**** Texte cité ****

A. B. C’est tout à fait juste en effet. La prise de la Bastille étant la première des journées révolutionnaires, elle frappa d’étonnement les contemporains, et jusque dans certains pays étrangers. Ses conséquences furent importantes, mais sans commune mesure avec celles des journées d’octobre 1789 (qui obligèrent le roi à s’installer dans la capitale et le contraignirent à reconnaître l’abolition des privilèges et la Déclaration des droits de l’homme) et celle du 10 août 1792, qui entraîna la fin de la monarchie (qui devait cependant être rétablie en 1814). Cette dernière journée fut également la mieux préparée et, malheureusement, la plus meurtrière, avec des combats et des massacres qui firent environ un millier de morts.

LVSL – Le bilan humain du 10 août 1792 est en effet particulièrement élevé avec des centaines de morts des deux côtés. Cette violence se retrouve-t-elle aussi à ce niveau dans les autres journées ? Choque-t-elle le peuple de Paris ?

**** Données brutes ****

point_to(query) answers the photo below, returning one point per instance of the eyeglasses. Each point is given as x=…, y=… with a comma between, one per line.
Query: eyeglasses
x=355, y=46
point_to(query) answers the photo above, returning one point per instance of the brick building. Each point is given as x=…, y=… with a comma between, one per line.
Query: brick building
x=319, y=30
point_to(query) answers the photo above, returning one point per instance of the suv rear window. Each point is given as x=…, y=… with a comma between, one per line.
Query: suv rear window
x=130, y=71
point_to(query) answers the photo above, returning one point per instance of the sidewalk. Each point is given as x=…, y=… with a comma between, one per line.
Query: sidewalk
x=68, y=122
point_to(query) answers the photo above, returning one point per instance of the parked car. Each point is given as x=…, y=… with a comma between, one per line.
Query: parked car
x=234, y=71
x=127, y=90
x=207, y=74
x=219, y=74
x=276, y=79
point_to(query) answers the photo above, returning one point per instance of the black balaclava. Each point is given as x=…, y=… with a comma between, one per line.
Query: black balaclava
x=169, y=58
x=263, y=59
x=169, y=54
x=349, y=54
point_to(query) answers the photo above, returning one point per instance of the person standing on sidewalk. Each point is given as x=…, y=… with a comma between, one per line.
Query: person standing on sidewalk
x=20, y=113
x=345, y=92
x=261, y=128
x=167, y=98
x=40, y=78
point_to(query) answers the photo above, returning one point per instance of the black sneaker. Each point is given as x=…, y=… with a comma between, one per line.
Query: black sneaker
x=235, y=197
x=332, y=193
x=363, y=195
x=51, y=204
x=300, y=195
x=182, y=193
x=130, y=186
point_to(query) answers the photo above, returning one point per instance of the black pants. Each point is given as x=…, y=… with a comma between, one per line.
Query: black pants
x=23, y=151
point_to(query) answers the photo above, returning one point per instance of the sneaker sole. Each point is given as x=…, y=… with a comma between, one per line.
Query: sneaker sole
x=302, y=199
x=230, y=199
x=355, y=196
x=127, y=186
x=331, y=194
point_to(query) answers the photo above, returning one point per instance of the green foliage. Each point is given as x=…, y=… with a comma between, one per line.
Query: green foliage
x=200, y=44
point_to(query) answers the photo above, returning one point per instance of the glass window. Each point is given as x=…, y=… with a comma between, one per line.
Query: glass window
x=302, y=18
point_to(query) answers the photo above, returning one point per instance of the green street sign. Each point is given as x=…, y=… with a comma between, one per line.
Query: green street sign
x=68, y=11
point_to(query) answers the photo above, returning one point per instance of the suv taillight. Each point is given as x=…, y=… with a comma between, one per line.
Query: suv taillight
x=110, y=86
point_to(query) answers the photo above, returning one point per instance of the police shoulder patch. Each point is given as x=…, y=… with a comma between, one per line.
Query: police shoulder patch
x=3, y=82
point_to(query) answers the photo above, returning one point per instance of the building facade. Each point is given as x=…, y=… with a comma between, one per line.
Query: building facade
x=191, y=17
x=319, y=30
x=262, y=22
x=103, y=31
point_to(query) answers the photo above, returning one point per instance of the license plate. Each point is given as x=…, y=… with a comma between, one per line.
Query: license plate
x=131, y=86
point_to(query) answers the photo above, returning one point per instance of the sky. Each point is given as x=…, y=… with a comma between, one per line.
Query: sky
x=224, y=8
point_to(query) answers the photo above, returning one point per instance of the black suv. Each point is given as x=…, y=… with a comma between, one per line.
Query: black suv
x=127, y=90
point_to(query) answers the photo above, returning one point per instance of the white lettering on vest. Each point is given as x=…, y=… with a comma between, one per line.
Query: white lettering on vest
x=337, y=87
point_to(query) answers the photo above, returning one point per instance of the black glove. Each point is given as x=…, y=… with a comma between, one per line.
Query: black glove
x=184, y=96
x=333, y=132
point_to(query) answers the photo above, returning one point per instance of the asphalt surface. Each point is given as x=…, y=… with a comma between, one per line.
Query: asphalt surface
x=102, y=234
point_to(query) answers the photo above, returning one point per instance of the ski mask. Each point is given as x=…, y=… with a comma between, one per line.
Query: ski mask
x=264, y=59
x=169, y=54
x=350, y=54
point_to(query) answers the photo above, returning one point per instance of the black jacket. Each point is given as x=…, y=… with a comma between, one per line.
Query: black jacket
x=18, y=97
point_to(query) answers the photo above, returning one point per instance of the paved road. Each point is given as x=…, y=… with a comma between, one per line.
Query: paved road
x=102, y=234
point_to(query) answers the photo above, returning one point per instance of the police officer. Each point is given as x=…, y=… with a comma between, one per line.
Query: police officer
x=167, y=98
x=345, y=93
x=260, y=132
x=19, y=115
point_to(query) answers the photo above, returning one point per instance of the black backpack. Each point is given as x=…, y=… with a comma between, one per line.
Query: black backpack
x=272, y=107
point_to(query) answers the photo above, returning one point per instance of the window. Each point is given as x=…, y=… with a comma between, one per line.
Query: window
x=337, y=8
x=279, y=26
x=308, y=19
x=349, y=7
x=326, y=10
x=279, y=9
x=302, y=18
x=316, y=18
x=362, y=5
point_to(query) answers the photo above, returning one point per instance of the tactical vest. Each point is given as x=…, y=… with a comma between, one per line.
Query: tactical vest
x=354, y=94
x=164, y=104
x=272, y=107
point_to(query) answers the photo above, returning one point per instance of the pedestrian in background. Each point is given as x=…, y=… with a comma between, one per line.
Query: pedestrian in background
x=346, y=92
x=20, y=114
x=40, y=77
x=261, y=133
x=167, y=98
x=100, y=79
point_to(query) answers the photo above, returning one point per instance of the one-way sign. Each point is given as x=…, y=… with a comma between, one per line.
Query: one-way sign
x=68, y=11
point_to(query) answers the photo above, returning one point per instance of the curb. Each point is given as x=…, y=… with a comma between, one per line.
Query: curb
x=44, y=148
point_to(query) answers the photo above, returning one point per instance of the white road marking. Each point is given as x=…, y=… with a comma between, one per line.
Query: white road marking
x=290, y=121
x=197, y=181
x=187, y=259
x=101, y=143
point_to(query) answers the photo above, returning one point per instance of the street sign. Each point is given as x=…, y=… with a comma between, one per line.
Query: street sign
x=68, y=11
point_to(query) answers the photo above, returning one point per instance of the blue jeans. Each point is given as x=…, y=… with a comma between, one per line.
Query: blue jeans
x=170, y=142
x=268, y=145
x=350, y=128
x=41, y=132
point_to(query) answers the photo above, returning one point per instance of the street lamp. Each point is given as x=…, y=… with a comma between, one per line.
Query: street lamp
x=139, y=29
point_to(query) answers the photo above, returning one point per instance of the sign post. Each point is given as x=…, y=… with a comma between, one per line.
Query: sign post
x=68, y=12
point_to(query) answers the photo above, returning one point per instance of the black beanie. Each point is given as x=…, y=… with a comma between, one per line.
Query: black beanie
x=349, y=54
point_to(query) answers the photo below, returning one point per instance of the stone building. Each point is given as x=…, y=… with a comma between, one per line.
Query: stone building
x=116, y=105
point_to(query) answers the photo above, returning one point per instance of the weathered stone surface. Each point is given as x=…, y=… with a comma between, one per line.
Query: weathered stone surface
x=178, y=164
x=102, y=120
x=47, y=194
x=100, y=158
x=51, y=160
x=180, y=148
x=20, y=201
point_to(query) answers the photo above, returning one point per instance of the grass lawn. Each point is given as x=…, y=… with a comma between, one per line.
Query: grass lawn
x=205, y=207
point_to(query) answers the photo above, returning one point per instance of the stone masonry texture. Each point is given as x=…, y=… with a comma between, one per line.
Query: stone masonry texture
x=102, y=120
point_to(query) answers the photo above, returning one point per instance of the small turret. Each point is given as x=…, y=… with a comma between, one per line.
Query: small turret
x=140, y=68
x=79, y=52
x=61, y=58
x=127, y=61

****

## [Tâche courte A]
D'après le texte cité, en quelle année la monarchie devait-elle être rétablie ?
## [Tâche courte B]
Recopiez fidèlement le passage du texte cité qui commence par « LVSL – Le bilan » et se poursuit jusqu'à « peuple de Paris ? ».

## [Résultat A]
En 1814.

## [Résultat B]
LVSL – Le bilan humain du 10 août 1792 est en effet particulièrement élevé avec des centaines de morts des deux côtés. Cette violence se retrouve-t-elle aussi à ce niveau dans les autres journées ? Choque-t-elle le peuple de Paris ?